Work to do:
Render the records below as a JSON list of strings, with one string per line and no entries for blank lines. Omit the pictures from your answer.
==== Record set ====
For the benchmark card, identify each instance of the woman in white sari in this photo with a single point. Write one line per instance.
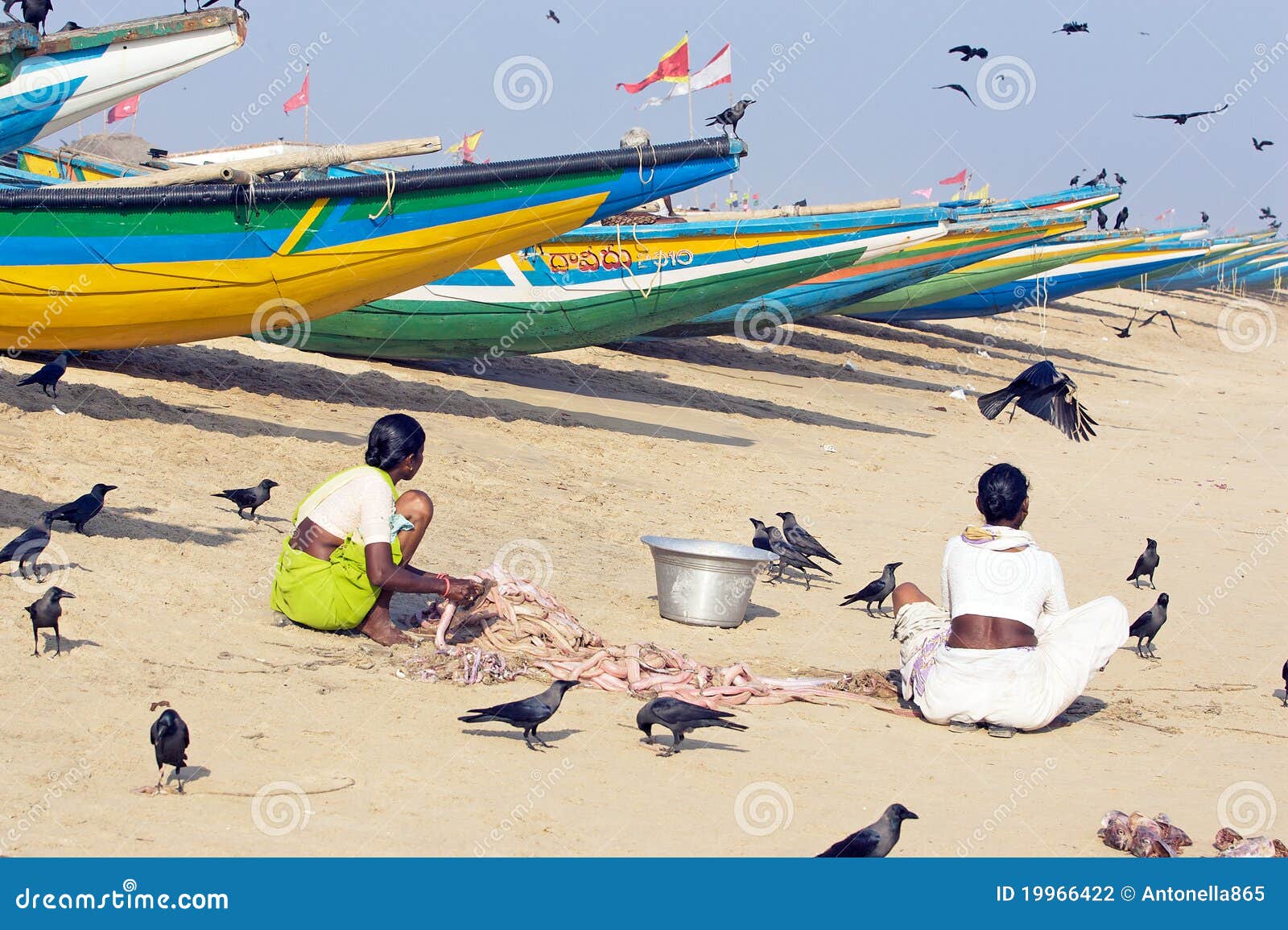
(1004, 650)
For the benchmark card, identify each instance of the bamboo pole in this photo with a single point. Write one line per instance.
(316, 156)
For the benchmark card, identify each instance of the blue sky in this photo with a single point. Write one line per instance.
(844, 103)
====
Full response:
[
  "For the benchmark card, identify each instance of the woman in white sari in this photo with a single point. Write one line per instance.",
  "(1004, 650)",
  "For the benchmark card, identify each instance of the bamboo pole in this photo with a single point. Write one line per instance.",
  "(316, 156)",
  "For the benchmark card, identify each instance of the blue sky in this photo with a single point. Write one line per instance.",
  "(844, 103)"
]